*REQUIRED ACTION:* Give back all of the data exactly as written.

** Opening SOURCE INFORMATION block **

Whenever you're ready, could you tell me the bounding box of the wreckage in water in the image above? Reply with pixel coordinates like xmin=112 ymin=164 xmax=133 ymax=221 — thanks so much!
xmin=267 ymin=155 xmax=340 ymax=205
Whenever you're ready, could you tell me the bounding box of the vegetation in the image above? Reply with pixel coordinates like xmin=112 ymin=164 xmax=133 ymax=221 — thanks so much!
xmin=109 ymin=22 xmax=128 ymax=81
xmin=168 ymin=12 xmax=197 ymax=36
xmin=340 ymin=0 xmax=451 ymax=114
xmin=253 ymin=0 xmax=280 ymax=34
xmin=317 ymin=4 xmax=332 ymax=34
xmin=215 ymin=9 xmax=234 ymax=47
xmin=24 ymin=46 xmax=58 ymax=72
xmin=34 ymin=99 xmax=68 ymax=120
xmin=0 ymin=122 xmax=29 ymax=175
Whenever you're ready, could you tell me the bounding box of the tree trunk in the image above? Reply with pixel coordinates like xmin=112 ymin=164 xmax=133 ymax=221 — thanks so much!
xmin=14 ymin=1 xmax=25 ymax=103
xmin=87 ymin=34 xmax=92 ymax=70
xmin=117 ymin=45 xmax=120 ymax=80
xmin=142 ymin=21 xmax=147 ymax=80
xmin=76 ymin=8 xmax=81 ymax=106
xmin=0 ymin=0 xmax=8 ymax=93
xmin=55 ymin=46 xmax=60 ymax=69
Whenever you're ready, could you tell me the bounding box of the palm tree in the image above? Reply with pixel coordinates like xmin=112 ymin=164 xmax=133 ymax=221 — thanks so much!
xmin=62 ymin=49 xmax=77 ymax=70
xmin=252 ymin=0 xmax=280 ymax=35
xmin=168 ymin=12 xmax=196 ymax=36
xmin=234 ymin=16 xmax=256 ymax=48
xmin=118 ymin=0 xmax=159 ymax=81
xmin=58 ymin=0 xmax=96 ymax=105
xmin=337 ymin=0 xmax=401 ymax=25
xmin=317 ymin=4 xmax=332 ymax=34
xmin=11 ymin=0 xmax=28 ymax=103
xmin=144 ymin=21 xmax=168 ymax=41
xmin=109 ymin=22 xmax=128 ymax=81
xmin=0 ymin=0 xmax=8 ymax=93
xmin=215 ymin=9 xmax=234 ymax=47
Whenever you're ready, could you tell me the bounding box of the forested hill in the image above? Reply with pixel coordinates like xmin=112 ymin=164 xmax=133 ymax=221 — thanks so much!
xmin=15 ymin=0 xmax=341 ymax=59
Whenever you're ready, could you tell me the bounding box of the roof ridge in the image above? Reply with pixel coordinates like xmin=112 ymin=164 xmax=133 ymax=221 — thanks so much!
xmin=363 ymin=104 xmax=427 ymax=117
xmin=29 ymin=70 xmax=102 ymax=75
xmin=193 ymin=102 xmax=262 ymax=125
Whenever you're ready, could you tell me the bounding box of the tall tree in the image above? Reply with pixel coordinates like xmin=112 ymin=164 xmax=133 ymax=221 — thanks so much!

** Closing SOURCE INFORMATION block **

*RESULT BELOW:*
Whenever you're ready, could you tell me the bounding box of the wreckage in water in the image above? Reply with pixel coordinates like xmin=112 ymin=164 xmax=133 ymax=221 — thanks so much!
xmin=267 ymin=155 xmax=340 ymax=205
Whenever you're ready, could you tell me the bounding box of the vegetation in the image above? Reply with pixel coordinates like xmin=112 ymin=164 xmax=133 ymax=221 — thanks so much!
xmin=109 ymin=22 xmax=128 ymax=81
xmin=168 ymin=12 xmax=197 ymax=36
xmin=340 ymin=0 xmax=451 ymax=114
xmin=253 ymin=0 xmax=280 ymax=34
xmin=317 ymin=4 xmax=332 ymax=34
xmin=215 ymin=9 xmax=234 ymax=47
xmin=24 ymin=46 xmax=58 ymax=72
xmin=34 ymin=99 xmax=68 ymax=120
xmin=0 ymin=122 xmax=29 ymax=175
Whenever you're ready, could you tell me the bounding box of the tree trunk in the image above? Reply with pixel coordinates like xmin=112 ymin=164 xmax=133 ymax=221 — thanks so much!
xmin=14 ymin=1 xmax=25 ymax=103
xmin=87 ymin=34 xmax=92 ymax=70
xmin=117 ymin=45 xmax=120 ymax=80
xmin=142 ymin=21 xmax=147 ymax=80
xmin=76 ymin=8 xmax=81 ymax=106
xmin=0 ymin=0 xmax=8 ymax=93
xmin=55 ymin=46 xmax=60 ymax=69
Whenever you're ready, could you tell me the bounding box of the palm tree in the image above? Reply with pixel coordinates like xmin=112 ymin=164 xmax=133 ymax=221 — thanks so much!
xmin=62 ymin=49 xmax=77 ymax=70
xmin=252 ymin=0 xmax=280 ymax=35
xmin=168 ymin=12 xmax=196 ymax=36
xmin=234 ymin=16 xmax=256 ymax=48
xmin=118 ymin=0 xmax=159 ymax=81
xmin=58 ymin=0 xmax=96 ymax=105
xmin=337 ymin=0 xmax=401 ymax=25
xmin=317 ymin=4 xmax=332 ymax=34
xmin=11 ymin=0 xmax=28 ymax=103
xmin=144 ymin=21 xmax=168 ymax=41
xmin=109 ymin=22 xmax=128 ymax=81
xmin=0 ymin=0 xmax=8 ymax=93
xmin=215 ymin=9 xmax=234 ymax=47
Whenever you're ready, could you tell me the bounding box of the forested hill in the image above? Reply with pixel coordinates like xmin=112 ymin=164 xmax=133 ymax=221 — thanks so much!
xmin=15 ymin=0 xmax=341 ymax=59
Whenever you're ready, could you tell me the bounding box of the roof ridge in the image above? Reply with pixel coordinates like xmin=112 ymin=164 xmax=133 ymax=221 — thanks so much!
xmin=363 ymin=104 xmax=427 ymax=117
xmin=29 ymin=70 xmax=102 ymax=75
xmin=193 ymin=102 xmax=262 ymax=125
Whenever you're ready, could you tell me the bounding box of the tall tree in the image above? Reply with pixel coordinates like xmin=112 ymin=164 xmax=133 ymax=221 — thanks so much!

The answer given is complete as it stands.